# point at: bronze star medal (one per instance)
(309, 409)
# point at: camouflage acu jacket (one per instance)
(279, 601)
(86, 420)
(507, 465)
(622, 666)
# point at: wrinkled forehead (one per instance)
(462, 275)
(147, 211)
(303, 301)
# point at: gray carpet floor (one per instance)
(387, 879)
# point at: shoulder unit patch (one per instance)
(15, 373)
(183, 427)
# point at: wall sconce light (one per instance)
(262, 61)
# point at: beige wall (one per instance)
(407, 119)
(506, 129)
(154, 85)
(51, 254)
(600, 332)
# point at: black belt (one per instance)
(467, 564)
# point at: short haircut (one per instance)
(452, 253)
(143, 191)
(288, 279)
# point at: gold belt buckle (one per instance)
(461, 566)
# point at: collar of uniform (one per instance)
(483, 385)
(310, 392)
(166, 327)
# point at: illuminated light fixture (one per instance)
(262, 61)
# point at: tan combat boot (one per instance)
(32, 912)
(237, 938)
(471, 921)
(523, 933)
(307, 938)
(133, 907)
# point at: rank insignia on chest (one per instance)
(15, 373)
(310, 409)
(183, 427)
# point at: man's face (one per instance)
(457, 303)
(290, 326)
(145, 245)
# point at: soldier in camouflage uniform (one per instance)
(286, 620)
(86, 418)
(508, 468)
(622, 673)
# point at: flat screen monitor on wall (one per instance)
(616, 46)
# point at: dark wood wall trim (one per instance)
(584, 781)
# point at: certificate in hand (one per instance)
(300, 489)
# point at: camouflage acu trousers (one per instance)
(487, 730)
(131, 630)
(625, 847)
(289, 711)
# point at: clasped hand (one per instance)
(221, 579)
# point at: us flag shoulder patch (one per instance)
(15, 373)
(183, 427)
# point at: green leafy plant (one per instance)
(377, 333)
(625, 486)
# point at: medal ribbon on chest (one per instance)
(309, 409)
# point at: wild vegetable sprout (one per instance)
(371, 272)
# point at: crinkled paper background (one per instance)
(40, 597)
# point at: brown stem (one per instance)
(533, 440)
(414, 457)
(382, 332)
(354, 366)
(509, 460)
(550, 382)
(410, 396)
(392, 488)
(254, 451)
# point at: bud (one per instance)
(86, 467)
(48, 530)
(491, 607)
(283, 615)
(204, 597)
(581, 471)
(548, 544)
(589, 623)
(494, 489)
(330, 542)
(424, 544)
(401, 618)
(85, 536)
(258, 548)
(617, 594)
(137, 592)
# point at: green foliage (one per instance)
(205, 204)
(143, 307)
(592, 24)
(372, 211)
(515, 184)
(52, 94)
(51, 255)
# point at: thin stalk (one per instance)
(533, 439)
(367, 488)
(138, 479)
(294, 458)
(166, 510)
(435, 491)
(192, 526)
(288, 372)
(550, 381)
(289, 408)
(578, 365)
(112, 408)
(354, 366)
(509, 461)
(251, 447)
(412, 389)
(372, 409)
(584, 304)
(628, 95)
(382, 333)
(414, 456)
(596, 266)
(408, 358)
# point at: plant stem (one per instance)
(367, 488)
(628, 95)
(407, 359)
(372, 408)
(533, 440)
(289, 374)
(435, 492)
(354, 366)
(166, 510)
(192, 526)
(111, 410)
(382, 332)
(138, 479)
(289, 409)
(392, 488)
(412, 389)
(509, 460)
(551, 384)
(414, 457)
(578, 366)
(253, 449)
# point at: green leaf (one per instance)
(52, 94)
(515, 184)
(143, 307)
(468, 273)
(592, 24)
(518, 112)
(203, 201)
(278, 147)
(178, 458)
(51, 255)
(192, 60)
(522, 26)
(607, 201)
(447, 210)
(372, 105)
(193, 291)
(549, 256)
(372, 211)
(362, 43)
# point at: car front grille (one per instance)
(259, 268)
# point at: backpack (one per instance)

◆ ◆ ◆ ◆ ◆ ◆ ◆

• _What is needed_: Transcribe the full listing above without leaving anything out.

• _Answer to the task_:
# point at: bronze star medal (one per instance)
(309, 409)
# point at: camouflage acu jacket (one per instance)
(279, 601)
(86, 420)
(507, 465)
(622, 666)
# point at: wrinkled forehead (one per instance)
(462, 275)
(147, 211)
(303, 301)
# point at: gray carpet floor (one per instance)
(387, 879)
# point at: shoulder unit patch (one per instance)
(15, 373)
(183, 427)
# point at: wall sconce light (one per instance)
(262, 61)
# point at: beige wall (one per instance)
(407, 119)
(506, 129)
(154, 85)
(51, 254)
(600, 332)
# point at: black belt (one per instance)
(467, 564)
# point at: short haircut (one per instance)
(452, 253)
(143, 191)
(288, 279)
# point at: gold belt buckle (one per instance)
(461, 566)
# point at: collar of uniform (one per instance)
(483, 385)
(310, 392)
(166, 327)
# point at: illuminated light fixture (one per instance)
(262, 61)
# point at: tan combat boot (one per instance)
(32, 912)
(237, 938)
(471, 921)
(523, 933)
(307, 938)
(133, 907)
# point at: rank insignia on chest (one per instance)
(15, 373)
(310, 409)
(183, 427)
# point at: man's face (one per instance)
(457, 303)
(290, 326)
(145, 245)
# point at: soldier in camouflage uniform (one per instance)
(286, 620)
(86, 418)
(508, 468)
(622, 673)
# point at: flat screen monitor on wall (one per instance)
(616, 46)
# point at: dark wood wall trim (one per instance)
(584, 781)
# point at: certificate in hand (one per instance)
(300, 489)
# point at: camouflage acu trousers (one per instance)
(487, 730)
(131, 630)
(625, 847)
(289, 711)
# point at: clasped hand (one per instance)
(221, 579)
# point at: us flag shoulder patch (one per instance)
(15, 373)
(183, 427)
# point at: green leafy plant (one per instance)
(377, 333)
(625, 486)
# point at: medal ribbon on chest (one per instance)
(309, 409)
# point at: wild vegetable sprout (one per instance)
(371, 272)
# point at: crinkled paper background (one per instance)
(40, 597)
# point at: brown stem (one per instance)
(533, 440)
(414, 457)
(382, 332)
(354, 366)
(509, 460)
(550, 382)
(410, 396)
(392, 488)
(254, 451)
# point at: bud (one per instance)
(86, 467)
(48, 530)
(491, 607)
(283, 615)
(204, 597)
(581, 471)
(548, 544)
(589, 623)
(494, 489)
(330, 542)
(424, 544)
(401, 618)
(85, 536)
(258, 548)
(617, 594)
(137, 592)
# point at: green foliage (one per instance)
(205, 204)
(143, 307)
(592, 24)
(372, 211)
(515, 184)
(52, 94)
(51, 255)
# point at: thin stalk (one per instance)
(533, 439)
(367, 488)
(138, 479)
(294, 458)
(166, 510)
(435, 491)
(192, 526)
(288, 372)
(550, 381)
(289, 408)
(578, 365)
(112, 408)
(354, 366)
(509, 461)
(251, 447)
(412, 389)
(372, 409)
(584, 304)
(628, 95)
(382, 333)
(414, 456)
(596, 266)
(408, 358)
# point at: plant stem (one per instance)
(367, 488)
(628, 95)
(407, 359)
(372, 408)
(533, 440)
(289, 374)
(435, 492)
(354, 366)
(166, 510)
(192, 526)
(111, 410)
(382, 332)
(138, 479)
(289, 409)
(392, 488)
(412, 389)
(509, 460)
(551, 384)
(414, 457)
(578, 366)
(253, 449)
# point at: green leaf (one per instance)
(52, 94)
(515, 184)
(143, 307)
(468, 273)
(592, 24)
(518, 112)
(203, 201)
(278, 147)
(178, 458)
(51, 255)
(192, 60)
(522, 26)
(607, 201)
(447, 210)
(372, 105)
(193, 291)
(549, 256)
(372, 211)
(362, 43)
# point at: car front grille (one per instance)
(259, 268)
# point at: backpack (one per instance)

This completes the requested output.